• [Page text]
□ □ □

Saturday, November 26, 2011

Welcome Eleanor Ivy to the world!

At 7:54am EST yesterday morning, Eleanor Ivy came into this world just as pink and healthy as could be in all of her 8lb 1oz, 21-inch-long glory. Mother and baby are doing great, and she'll be coming home later today.

Thursday, November 24, 2011

New farm truck

So I love trucks. I especially love old trucks. You know the kind... the ones that you can stand in the engine compartment while changing the carburetor. Yeah, those.

I've owned a 1974 Ford F100 for about 7 years now, and it's been great to me. It helped us move most of our belongings up this mountain, and it's still alive and kicking. It's not fast, it's not good on gas, but every time some moron smashes their shopping cart against it in the grocery store parking lot, I don't even flinch. I don't think I could ever own a car with shiny paint. It would drive me nuts.

Anyway, my truck is great and all, but it's a 2-wheel drive, so it can't haul stuff across my property, especially with all the rocks and mud out there.

So I was looking at getting an ATV for hauling and transporting stuff around. Once the garden is made, we'll need something like that to haul veges back to the house. Plus, there are always chores to be done around the barn, and it's about an acre out from the house.

I looked on Craigslist and eBay Motors for something cheap, but for the life of me I couldn't find anything under $2500, and those were all 250cc 2WD! The 4WDs were all in the $5-7k range, even for used!

So then I thought it might be best to just look for a small old Ford Ranger or Chevy s-10 with 4WD instead. I don't care what the body looks like, I don't care if the heat works, but it must run and have working 4WD. Heck, I don't even plan to take it off the property, so insurance or registration isn't even an issue.

I found a few on Craigslist and finally bought what I think is a good deal. It's a 1987 Ford Ranger 4x4 with a toolbox, big tires, and it's mechanically sound all around. I only paid $1600 for it, which is way cheaper than any ATV. Plus it can haul a trailer, has more storage space, heated cab, CD stereo, 33" tires, 3" lift, larger engine (2.9L V6) and I can get parts for it a whole lot cheaper than ATV parts. I'm pretty happy with this truck, although it's funny that I own three cars now (all Fords!), and I paid a combined price of $3100 for all three of them. But that's just the way I like it.

□ □ □

• [Stated goal]
Write down everything in the blog page from "So then I thought" down to "even an issue.". The items that follow are separate material and have no connection to the blog page.

• [Provided material]

□ □ □

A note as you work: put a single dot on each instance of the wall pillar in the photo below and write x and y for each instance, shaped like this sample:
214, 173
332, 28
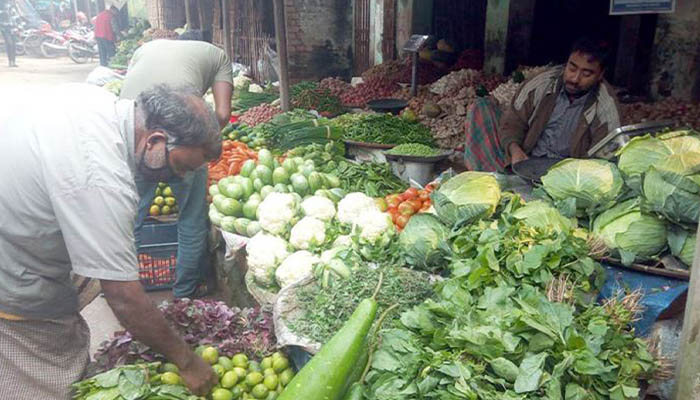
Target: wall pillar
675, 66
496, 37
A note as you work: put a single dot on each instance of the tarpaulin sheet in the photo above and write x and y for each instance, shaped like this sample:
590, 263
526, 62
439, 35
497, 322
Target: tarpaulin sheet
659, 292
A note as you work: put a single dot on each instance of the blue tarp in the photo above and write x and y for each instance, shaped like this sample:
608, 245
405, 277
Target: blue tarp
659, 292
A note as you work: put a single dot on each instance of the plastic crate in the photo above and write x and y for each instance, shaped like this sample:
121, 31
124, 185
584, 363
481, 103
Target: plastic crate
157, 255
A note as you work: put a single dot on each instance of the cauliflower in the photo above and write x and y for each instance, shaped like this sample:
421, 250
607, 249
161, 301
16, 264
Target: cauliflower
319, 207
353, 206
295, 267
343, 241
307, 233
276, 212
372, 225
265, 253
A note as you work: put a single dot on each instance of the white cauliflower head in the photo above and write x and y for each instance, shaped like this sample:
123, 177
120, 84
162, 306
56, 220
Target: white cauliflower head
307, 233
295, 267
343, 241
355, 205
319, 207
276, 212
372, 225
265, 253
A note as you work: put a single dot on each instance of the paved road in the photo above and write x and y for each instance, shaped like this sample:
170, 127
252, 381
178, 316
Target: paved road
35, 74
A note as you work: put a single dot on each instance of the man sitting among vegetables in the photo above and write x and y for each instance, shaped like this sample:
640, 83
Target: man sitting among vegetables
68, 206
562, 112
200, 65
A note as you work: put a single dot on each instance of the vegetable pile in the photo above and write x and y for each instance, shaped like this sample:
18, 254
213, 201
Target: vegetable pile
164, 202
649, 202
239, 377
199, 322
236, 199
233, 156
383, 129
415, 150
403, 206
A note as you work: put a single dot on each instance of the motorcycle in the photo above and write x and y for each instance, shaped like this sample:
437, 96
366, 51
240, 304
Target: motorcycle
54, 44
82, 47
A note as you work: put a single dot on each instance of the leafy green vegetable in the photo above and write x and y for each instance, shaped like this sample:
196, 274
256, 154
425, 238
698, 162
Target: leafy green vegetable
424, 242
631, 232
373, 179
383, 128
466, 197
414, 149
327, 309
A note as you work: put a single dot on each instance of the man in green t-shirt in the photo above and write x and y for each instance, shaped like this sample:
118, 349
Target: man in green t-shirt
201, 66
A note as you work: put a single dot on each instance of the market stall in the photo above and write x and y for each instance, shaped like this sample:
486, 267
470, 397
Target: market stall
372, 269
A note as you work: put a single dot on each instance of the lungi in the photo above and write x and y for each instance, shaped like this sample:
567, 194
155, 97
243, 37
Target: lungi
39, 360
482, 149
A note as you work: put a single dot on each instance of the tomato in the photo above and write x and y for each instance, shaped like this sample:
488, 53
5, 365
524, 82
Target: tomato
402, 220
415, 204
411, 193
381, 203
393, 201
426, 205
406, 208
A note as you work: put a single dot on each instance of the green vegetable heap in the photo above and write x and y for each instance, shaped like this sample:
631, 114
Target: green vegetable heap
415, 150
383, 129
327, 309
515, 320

□ □ □

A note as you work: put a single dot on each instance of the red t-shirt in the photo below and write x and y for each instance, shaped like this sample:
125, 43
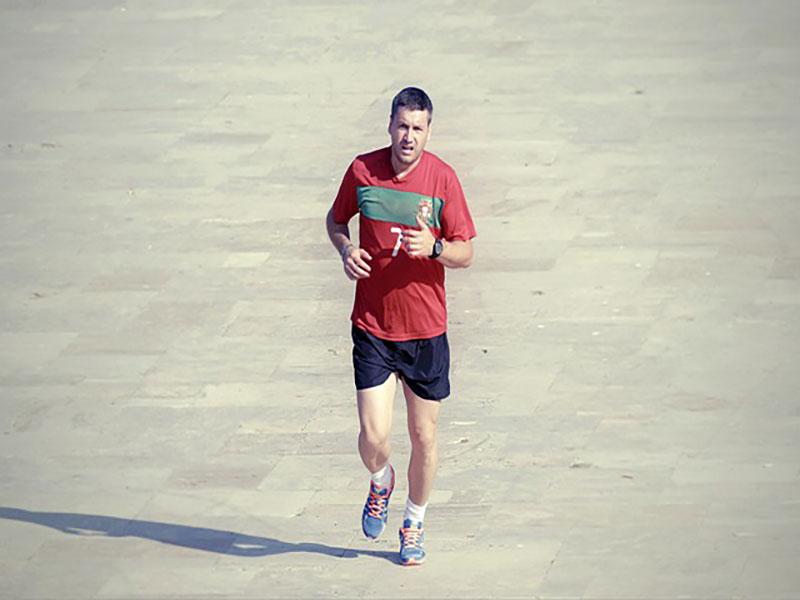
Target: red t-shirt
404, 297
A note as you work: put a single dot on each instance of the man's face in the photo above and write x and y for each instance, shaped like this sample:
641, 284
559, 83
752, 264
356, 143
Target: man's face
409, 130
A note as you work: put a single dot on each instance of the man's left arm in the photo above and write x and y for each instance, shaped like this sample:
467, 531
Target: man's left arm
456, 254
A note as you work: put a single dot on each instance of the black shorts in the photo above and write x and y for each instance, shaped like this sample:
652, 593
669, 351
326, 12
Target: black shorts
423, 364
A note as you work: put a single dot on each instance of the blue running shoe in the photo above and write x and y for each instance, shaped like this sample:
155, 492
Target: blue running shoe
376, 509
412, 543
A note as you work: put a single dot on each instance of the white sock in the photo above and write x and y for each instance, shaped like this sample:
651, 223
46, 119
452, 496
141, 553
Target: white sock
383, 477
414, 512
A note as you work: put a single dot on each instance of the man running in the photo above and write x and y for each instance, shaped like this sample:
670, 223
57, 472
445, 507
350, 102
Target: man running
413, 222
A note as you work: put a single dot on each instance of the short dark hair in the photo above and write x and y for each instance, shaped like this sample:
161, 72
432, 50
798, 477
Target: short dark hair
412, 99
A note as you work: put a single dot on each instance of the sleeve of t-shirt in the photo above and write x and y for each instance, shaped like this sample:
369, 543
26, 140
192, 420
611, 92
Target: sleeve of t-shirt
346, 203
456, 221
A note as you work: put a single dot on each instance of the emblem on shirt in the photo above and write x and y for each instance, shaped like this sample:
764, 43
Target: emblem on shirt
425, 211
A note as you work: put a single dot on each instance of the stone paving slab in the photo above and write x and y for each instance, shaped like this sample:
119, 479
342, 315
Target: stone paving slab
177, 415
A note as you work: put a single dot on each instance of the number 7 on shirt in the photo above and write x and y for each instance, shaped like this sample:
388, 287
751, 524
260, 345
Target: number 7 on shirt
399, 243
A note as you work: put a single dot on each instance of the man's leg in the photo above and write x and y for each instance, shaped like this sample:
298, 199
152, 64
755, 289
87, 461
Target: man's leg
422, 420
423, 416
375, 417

□ □ □

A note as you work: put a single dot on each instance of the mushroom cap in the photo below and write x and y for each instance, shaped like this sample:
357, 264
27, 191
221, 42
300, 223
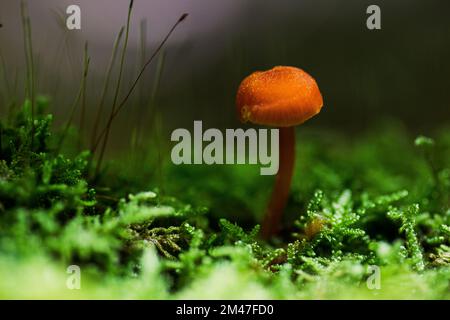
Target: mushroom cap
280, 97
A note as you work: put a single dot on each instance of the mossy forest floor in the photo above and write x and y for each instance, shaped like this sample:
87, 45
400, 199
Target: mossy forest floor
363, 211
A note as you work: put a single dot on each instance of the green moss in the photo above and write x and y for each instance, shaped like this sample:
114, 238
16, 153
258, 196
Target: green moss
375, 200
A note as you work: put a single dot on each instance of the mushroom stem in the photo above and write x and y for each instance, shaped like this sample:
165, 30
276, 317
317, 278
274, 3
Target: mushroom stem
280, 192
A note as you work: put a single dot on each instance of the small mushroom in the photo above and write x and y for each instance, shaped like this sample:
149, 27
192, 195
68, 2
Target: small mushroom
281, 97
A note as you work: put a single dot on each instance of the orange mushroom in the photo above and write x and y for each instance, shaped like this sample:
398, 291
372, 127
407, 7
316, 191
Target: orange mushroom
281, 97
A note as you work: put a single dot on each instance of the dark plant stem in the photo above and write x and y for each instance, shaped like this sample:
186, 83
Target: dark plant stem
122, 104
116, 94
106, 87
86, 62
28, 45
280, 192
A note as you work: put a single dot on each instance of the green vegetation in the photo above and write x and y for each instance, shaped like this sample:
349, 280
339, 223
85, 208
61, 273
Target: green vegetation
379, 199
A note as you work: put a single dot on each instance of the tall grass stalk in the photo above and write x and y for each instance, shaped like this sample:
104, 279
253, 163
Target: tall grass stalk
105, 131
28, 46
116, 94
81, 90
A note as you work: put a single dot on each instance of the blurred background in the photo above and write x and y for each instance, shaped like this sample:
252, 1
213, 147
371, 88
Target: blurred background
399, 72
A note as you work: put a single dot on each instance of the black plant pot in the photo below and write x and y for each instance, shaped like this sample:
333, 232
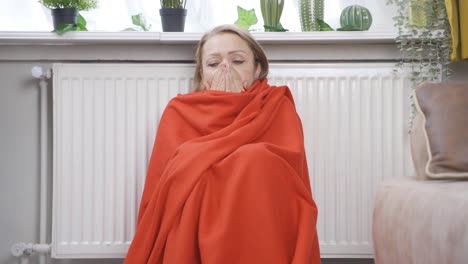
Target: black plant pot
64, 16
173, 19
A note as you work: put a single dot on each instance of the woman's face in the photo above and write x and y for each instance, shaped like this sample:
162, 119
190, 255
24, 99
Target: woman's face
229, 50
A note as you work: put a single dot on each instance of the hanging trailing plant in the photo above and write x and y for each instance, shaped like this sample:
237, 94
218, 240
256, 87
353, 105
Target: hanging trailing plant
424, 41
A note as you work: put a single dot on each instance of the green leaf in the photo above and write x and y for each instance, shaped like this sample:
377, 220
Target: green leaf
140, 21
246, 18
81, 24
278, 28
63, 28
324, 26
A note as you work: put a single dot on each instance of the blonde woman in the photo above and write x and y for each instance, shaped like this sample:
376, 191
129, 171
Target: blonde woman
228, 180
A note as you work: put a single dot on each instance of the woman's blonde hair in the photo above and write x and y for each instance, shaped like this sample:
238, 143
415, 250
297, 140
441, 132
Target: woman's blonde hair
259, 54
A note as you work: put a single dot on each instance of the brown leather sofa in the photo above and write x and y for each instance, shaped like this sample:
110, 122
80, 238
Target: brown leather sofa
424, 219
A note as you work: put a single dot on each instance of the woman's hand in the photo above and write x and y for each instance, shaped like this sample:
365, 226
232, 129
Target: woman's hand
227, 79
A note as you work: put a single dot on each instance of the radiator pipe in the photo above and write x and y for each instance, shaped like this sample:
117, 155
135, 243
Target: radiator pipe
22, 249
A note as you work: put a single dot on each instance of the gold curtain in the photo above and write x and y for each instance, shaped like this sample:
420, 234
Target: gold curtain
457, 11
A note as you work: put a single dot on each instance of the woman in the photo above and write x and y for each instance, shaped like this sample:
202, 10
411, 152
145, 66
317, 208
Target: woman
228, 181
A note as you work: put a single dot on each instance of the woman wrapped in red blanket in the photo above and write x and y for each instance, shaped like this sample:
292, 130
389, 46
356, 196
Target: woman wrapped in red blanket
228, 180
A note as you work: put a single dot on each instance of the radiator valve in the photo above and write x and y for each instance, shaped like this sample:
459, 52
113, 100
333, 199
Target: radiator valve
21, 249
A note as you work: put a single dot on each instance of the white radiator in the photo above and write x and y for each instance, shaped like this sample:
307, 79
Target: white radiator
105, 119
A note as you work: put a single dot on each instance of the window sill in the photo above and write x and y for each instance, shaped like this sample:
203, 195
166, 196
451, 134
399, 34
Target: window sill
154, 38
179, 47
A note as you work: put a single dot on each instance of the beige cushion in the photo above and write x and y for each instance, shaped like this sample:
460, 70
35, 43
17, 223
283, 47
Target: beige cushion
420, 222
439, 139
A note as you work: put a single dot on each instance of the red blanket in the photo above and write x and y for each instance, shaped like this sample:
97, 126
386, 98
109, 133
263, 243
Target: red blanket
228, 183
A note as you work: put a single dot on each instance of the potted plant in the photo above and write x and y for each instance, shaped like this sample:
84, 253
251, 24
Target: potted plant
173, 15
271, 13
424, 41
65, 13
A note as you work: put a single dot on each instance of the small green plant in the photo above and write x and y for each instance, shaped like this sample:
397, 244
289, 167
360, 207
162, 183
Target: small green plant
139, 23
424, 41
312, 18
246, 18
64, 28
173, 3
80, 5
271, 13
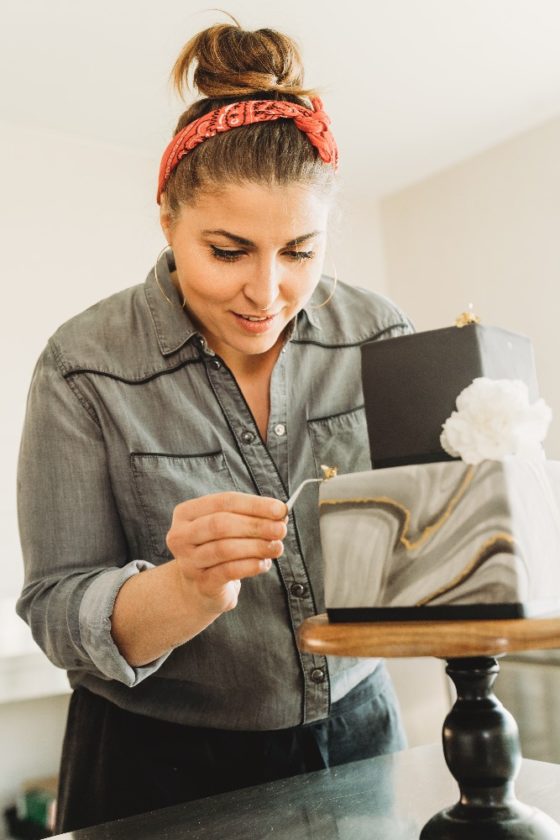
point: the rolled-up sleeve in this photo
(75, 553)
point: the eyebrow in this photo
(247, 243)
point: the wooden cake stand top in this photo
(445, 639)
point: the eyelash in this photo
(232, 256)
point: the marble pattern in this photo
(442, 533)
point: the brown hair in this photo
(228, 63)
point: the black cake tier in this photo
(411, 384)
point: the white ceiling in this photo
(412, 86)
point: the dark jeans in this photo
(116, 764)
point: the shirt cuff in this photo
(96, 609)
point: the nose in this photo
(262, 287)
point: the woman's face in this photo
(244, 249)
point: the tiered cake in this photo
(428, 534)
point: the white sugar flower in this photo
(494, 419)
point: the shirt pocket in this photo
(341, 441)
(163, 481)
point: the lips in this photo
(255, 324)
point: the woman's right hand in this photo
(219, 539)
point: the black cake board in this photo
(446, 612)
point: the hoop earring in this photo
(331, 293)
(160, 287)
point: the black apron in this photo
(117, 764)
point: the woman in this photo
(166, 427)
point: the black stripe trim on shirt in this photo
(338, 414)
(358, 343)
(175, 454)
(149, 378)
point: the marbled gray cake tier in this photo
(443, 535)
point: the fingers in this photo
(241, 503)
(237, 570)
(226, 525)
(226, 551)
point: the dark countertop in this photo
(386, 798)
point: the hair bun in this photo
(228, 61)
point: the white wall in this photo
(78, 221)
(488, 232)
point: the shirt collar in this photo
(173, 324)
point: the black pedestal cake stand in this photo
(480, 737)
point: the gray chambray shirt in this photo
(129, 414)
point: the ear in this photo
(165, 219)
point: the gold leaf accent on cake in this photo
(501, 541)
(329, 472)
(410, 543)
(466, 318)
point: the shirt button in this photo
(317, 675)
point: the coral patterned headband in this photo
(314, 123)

□ □ □

• [Correct response]
So then I thought it might be best to just look for a small old Ford Ranger or Chevy s-10 with 4WD instead. I don't care what the body looks like, I don't care if the heat works, but it must run and have working 4WD. Heck, I don't even plan to take it off the property, so insurance or registration isn't even an issue.